Task description: Please make sure what you return matches the listing below exactly, minus its pictures.

Records for this task:
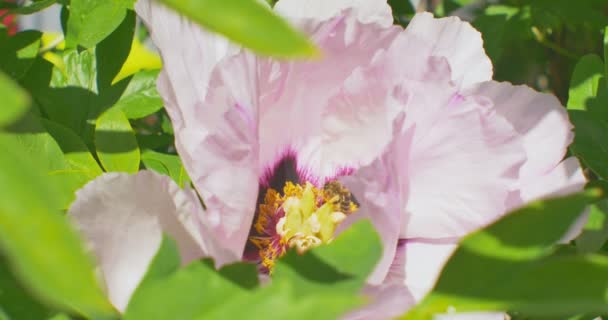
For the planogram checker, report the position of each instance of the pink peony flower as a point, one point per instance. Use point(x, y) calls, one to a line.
point(403, 127)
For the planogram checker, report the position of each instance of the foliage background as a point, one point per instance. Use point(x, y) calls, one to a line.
point(74, 109)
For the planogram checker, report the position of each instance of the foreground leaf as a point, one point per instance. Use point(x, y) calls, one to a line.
point(508, 266)
point(116, 144)
point(324, 282)
point(585, 81)
point(590, 141)
point(90, 21)
point(171, 293)
point(167, 164)
point(247, 22)
point(42, 248)
point(141, 98)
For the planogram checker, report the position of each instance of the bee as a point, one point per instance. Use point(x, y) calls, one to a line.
point(334, 191)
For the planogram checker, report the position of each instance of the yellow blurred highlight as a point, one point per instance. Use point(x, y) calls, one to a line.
point(140, 57)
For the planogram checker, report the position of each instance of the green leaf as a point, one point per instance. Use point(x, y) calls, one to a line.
point(325, 282)
point(249, 23)
point(90, 21)
point(18, 52)
point(14, 103)
point(167, 292)
point(112, 52)
point(116, 144)
point(508, 266)
point(606, 53)
point(15, 301)
point(76, 153)
point(585, 81)
point(359, 260)
point(43, 250)
point(67, 93)
point(590, 141)
point(595, 232)
point(141, 98)
point(33, 8)
point(29, 134)
point(166, 164)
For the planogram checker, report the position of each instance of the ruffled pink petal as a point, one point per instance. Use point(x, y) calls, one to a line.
point(209, 90)
point(367, 11)
point(458, 42)
point(309, 109)
point(565, 178)
point(539, 118)
point(472, 316)
point(424, 260)
point(463, 164)
point(387, 301)
point(123, 217)
point(381, 189)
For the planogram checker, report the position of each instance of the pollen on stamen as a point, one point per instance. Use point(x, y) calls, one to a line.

Task response:
For the planogram checker, report the position of each instance of the pink peony flower as a point, one point per instance. Use point(x, y) calls, one to a line.
point(403, 127)
For the planogram checker, report the position of each instance of the foliage background as a point, one point per instance. Use point(x, y) calls, one to a line.
point(74, 109)
For the planogram checker, report the position of each instance of the foreground leaf as a point, one point per instance. Use point(x, y) calls, one to a line.
point(508, 266)
point(116, 144)
point(324, 282)
point(585, 81)
point(590, 141)
point(90, 21)
point(171, 293)
point(167, 164)
point(247, 22)
point(42, 248)
point(141, 98)
For the planogram checker, report the position of each instance of the bee as a point, one point per instance. Use point(x, y) calls, one to a line.
point(334, 191)
For the planogram checker, report the position of each instance of the yellow blurred highlight as a point, one point per instance. Use point(x, y) calls, one to a line.
point(140, 57)
For the planogram checker, report the position of each instance of the green leaf as a point, one point per instance. Use point(x, y) calls, one to a line.
point(325, 282)
point(249, 23)
point(90, 21)
point(18, 52)
point(14, 103)
point(167, 292)
point(112, 52)
point(116, 144)
point(508, 266)
point(606, 53)
point(15, 301)
point(76, 153)
point(585, 81)
point(359, 260)
point(43, 250)
point(67, 93)
point(590, 141)
point(595, 232)
point(141, 98)
point(33, 8)
point(29, 134)
point(166, 164)
For the planogram checker, report the position of each instance of the ruffled pink petal as a point, one point per instance. Use point(x, y) calls, one to a line.
point(209, 90)
point(367, 11)
point(458, 42)
point(309, 109)
point(565, 178)
point(539, 118)
point(472, 316)
point(424, 260)
point(463, 164)
point(387, 301)
point(123, 217)
point(381, 189)
For the planogram checker, report the position of each instance of the pollen on stamen as a point, one point per instance. Use point(x, y) calls, one to a line.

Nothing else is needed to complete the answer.